▶ [Tugas Singkat 1]:
Jawab pertanyaan berikut berdasarkan artikel tentang MAN Pematangsiantar:
(a) Di jalan apa spanduk berisi dugaan itu dibentangkan?
(b) Siapa Ketua Komite MAN Pematangsiantar?
(c) Kapan persoalan serupa dibahas bersama para orang tua siswa?
▶ [Tugas Singkat 2]: Ubah bagian artikel tentang MAN Pematangsiantar yang dimulai dari "Dugaan pungli dan" dan berlanjut sampai "dinilai kurang transparan.", dengan mengganti "madrasah" menjadi "sekolah".
▶ [Tugas Singkat 3]: Sebutkan semua jenis dana yang disebut dalam artikel tentang MAN Pematangsiantar.

▶ [Artikel]:

● ● ● ●

Dugaan pungli dan tuntutan transparansi Dana BOS serta dana komite di MAN Pematangsiantar mencuat. Publik mendesak kejelasan pengelolaan keuangan madrasah dan peran Komite yang dinilai kurang transparan.
Pematangsiantar|Simantab – Dana pendidikan yang seharusnya meringankan beban orang tua justru menjadi sorotan. Di MAN Pematangsiantar, muncul isu dugaan pungutan liar (pungli) dan desakan agar pengelolaan Dana BOS serta dana komite dilakukan secara transparan.
Kasus ini pun menggoyahkan kepercayaan publik terhadap tata kelola keuangan madrasah negeri di Kota Pematangsiantar. Terbaru, ada spanduk yang memuat dugaan itu dibentangkan di dinding MAN Pematangsiantar, Jl Singorsari.
Ketua Komite MAN Pematangsiantar, Imran Simanjuntak, tidak menampik keberadaan spanduk yang menuntut transparansi, namun menilai isinya cenderung provokatif. Ia menyebut persoalan serupa telah dibahas bersama para orang tua siswa dua pekan sebelumnya.

● ● ● ●

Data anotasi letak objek

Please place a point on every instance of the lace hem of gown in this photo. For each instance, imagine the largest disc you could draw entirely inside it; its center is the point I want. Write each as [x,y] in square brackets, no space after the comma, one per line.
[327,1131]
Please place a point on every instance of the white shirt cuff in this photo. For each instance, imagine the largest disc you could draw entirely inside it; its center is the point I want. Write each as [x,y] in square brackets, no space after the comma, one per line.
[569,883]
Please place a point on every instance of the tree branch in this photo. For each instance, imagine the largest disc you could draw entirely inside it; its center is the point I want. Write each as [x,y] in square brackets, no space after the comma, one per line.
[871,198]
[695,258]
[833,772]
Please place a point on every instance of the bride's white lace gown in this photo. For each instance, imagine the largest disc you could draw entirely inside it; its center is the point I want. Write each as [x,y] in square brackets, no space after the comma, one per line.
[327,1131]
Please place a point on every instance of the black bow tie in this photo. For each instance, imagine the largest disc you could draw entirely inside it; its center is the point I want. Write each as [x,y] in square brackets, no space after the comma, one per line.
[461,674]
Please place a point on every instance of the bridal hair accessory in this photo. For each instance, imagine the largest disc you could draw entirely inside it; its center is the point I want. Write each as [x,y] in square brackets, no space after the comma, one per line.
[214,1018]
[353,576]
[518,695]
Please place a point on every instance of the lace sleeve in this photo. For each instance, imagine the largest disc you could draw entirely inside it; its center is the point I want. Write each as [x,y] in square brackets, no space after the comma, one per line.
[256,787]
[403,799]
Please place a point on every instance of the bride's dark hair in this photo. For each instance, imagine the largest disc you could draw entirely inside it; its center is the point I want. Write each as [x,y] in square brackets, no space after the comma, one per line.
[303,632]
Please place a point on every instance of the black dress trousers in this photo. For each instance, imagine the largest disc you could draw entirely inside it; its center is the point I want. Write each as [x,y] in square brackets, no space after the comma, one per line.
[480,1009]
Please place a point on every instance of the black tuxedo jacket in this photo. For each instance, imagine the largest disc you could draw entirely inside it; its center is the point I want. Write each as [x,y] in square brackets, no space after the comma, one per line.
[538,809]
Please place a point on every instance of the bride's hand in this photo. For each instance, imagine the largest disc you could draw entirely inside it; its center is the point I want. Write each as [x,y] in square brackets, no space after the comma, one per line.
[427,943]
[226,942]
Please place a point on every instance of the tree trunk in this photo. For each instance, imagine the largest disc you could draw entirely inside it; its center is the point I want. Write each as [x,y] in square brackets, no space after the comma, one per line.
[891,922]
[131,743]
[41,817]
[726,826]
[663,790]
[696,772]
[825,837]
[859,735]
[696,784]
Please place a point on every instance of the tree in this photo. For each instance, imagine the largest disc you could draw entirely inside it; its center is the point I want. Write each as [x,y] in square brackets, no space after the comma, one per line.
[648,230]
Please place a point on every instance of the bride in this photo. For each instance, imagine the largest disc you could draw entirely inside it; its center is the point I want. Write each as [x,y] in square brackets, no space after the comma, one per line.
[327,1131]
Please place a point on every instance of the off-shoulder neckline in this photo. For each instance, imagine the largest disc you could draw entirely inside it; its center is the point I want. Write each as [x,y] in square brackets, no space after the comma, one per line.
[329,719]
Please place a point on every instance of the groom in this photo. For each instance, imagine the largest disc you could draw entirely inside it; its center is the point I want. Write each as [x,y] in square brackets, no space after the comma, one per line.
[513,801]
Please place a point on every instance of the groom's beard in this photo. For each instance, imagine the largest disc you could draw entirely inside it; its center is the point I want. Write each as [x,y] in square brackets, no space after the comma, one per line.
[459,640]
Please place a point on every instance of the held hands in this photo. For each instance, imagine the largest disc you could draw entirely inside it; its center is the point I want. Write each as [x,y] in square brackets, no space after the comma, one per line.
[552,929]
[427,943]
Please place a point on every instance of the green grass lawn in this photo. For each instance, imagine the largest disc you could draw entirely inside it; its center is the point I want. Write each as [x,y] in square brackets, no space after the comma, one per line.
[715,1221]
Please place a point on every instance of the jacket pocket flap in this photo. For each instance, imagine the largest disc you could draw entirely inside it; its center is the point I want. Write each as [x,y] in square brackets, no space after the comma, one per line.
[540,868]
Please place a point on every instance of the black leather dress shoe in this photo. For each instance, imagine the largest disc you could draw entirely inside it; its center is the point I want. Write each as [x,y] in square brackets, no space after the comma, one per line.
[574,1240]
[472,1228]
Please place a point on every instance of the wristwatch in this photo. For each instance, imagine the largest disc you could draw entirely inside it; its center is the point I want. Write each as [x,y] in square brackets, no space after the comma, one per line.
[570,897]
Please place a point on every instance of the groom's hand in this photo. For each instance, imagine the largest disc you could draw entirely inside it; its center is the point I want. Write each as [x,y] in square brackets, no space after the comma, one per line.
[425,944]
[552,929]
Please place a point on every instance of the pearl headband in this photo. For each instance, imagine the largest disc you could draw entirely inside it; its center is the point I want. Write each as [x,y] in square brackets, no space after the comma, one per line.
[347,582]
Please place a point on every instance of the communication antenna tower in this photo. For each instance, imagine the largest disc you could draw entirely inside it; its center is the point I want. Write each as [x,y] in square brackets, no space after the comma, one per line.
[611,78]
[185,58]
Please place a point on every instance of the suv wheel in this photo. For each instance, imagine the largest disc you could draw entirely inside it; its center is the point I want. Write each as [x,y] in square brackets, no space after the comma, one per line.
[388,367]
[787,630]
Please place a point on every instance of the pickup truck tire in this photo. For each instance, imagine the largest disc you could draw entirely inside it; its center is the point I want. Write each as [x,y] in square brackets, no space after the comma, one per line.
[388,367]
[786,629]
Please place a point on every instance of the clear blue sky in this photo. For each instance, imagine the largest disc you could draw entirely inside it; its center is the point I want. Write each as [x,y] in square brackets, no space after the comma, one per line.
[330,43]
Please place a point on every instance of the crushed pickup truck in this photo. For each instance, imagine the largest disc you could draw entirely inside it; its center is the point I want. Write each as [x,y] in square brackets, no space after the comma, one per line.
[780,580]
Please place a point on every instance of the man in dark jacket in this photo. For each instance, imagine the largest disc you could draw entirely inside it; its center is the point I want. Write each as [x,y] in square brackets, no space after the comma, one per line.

● ● ● ●

▶ [Hasil Latihan 1]:
(a) Jl Singorsari
(b) Imran Simanjuntak
(c) Dua pekan sebelumnya

▶ [Hasil Latihan 2]:
Dugaan pungli dan tuntutan transparansi Dana BOS serta dana komite di MAN Pematangsiantar mencuat. Publik mendesak kejelasan pengelolaan keuangan sekolah dan peran Komite yang dinilai kurang transparan.

▶ [Hasil Latihan 3]: Dana BOS, dana komite, dana pendidikan